**Data to process**
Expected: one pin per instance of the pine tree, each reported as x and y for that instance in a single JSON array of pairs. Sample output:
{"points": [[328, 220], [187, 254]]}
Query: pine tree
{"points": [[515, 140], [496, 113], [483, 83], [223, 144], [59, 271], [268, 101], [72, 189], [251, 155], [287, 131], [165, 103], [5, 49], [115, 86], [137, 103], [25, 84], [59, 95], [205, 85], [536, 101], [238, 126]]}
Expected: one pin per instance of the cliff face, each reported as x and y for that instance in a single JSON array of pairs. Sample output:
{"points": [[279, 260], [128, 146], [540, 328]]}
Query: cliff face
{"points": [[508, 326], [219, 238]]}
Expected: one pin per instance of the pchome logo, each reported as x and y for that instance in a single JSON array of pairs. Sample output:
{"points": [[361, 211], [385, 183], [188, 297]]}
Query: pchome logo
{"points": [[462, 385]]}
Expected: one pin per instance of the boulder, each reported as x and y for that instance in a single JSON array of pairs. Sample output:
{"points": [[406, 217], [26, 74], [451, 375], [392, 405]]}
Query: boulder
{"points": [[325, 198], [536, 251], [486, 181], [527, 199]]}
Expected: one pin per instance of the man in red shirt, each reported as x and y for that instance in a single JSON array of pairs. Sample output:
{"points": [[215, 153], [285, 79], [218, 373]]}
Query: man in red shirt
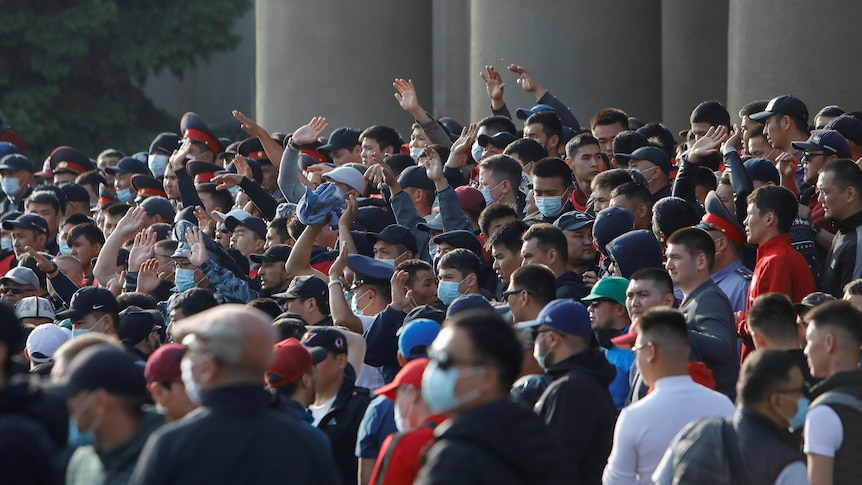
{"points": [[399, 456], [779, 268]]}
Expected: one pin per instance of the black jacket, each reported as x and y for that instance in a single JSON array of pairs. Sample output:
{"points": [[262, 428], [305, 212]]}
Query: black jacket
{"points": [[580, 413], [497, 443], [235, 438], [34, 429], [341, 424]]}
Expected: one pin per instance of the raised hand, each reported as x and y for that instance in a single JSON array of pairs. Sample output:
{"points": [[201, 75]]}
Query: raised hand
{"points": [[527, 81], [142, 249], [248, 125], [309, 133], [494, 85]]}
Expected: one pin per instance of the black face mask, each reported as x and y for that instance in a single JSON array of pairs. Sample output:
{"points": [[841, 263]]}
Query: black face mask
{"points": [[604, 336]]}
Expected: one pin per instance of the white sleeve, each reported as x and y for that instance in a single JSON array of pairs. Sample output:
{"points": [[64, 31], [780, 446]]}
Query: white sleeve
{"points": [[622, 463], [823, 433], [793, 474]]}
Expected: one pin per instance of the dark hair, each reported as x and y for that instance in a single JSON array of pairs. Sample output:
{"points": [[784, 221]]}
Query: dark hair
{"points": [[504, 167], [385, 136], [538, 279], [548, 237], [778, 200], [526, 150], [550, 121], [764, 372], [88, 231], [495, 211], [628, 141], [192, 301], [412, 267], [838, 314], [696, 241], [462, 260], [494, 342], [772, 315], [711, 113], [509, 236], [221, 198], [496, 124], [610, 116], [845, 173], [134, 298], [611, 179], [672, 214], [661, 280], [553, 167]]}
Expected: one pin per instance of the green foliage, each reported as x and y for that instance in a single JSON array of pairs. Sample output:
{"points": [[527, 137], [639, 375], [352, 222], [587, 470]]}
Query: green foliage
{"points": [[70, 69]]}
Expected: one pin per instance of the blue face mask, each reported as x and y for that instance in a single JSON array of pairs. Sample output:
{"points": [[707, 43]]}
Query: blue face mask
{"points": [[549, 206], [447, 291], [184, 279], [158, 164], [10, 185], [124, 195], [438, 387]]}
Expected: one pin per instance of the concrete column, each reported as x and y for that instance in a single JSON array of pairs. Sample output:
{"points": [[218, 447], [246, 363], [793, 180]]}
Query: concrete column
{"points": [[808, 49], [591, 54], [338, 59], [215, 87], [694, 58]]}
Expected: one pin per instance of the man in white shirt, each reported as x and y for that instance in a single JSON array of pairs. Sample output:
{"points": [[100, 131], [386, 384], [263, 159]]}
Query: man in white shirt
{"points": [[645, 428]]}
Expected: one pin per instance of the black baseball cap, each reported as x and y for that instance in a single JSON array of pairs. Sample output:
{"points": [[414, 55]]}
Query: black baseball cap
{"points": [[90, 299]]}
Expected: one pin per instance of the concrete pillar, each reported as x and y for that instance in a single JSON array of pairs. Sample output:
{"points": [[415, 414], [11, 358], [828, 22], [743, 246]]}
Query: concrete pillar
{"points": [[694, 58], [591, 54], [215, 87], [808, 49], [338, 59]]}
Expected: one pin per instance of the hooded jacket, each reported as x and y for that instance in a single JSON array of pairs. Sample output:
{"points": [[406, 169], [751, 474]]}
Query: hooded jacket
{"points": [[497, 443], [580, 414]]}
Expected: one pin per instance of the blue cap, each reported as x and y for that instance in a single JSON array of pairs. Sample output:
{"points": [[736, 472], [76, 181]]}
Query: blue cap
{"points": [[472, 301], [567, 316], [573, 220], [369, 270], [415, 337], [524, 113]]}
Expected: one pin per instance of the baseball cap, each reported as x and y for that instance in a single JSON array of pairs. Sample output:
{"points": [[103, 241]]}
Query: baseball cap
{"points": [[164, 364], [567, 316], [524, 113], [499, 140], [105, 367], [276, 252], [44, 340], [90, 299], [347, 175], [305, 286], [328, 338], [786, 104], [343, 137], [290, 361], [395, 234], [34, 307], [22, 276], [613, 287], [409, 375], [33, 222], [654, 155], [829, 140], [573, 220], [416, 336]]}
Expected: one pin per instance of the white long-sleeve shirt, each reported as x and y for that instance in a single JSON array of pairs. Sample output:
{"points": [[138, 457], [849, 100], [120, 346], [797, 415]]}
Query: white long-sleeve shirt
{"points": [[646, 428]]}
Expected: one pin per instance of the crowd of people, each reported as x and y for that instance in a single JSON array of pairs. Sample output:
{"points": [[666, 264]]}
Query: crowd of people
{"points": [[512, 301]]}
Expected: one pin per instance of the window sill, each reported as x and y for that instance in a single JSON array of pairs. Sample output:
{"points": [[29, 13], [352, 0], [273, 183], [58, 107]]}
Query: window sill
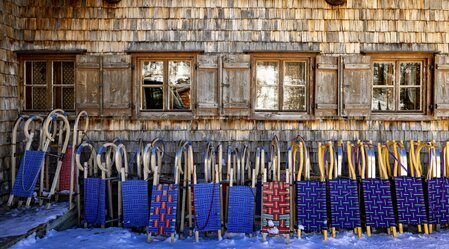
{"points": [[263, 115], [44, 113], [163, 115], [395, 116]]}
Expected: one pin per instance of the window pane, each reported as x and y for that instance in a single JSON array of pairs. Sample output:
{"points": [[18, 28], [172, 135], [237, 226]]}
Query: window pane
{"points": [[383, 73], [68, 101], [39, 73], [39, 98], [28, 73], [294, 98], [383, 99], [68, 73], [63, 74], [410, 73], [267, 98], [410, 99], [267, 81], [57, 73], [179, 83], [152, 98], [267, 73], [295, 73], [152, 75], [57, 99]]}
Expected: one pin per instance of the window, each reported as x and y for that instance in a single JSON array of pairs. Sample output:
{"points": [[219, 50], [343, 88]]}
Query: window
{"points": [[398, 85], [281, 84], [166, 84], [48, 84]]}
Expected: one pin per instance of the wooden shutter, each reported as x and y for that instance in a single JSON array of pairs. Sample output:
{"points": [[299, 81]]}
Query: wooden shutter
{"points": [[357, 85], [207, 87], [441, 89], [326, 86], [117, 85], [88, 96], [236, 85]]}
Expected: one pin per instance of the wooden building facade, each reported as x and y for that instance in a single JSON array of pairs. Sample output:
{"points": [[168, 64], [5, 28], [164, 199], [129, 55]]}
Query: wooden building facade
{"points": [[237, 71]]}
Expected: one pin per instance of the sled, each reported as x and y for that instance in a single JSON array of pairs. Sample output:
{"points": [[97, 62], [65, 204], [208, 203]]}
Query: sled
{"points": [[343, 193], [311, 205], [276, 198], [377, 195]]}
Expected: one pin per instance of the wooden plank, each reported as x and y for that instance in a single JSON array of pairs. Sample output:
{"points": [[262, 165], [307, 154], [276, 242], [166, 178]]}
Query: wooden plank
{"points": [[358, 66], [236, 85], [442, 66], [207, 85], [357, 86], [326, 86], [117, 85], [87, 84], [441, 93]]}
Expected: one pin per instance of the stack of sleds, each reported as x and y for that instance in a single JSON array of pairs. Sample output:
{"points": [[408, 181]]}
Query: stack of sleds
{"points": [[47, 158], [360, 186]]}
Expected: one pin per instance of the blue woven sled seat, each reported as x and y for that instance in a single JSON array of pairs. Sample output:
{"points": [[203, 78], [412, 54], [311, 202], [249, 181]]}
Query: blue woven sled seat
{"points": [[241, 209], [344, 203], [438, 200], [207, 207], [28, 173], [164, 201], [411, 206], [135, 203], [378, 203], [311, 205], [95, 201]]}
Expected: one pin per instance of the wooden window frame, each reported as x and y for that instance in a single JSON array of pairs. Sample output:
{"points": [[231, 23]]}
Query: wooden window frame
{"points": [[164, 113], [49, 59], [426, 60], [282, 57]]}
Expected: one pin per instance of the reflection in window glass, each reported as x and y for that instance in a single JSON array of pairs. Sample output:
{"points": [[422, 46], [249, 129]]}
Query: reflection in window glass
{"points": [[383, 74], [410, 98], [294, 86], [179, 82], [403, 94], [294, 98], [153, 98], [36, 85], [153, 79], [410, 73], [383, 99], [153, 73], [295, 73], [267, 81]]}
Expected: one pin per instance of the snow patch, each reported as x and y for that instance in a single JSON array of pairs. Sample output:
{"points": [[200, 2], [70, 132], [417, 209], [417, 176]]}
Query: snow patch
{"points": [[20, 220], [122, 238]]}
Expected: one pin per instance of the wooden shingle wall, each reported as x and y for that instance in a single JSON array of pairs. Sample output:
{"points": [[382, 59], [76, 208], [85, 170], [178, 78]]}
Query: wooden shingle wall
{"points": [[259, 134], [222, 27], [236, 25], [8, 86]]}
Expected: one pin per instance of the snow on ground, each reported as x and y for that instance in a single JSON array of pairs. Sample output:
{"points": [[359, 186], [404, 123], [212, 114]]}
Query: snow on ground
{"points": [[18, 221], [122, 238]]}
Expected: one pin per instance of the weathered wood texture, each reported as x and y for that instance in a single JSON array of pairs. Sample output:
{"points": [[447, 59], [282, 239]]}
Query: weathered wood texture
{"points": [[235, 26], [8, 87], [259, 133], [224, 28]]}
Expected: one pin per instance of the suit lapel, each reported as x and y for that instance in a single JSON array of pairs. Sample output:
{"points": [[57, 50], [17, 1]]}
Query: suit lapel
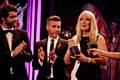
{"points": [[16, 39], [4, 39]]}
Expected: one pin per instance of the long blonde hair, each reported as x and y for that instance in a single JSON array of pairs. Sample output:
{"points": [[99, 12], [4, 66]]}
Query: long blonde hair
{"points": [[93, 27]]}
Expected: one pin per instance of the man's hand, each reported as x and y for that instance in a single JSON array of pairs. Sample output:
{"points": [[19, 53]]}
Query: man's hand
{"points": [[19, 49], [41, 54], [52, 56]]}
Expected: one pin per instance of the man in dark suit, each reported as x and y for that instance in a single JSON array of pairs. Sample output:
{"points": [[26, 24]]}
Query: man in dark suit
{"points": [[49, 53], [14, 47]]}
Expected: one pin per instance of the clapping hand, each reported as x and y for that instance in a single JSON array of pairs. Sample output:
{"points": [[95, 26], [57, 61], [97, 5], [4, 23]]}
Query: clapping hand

**What the exercise asks**
How many of the listing's lines contain "clapping"? Respond with a single number and nothing else.

**Result of the exercise**
2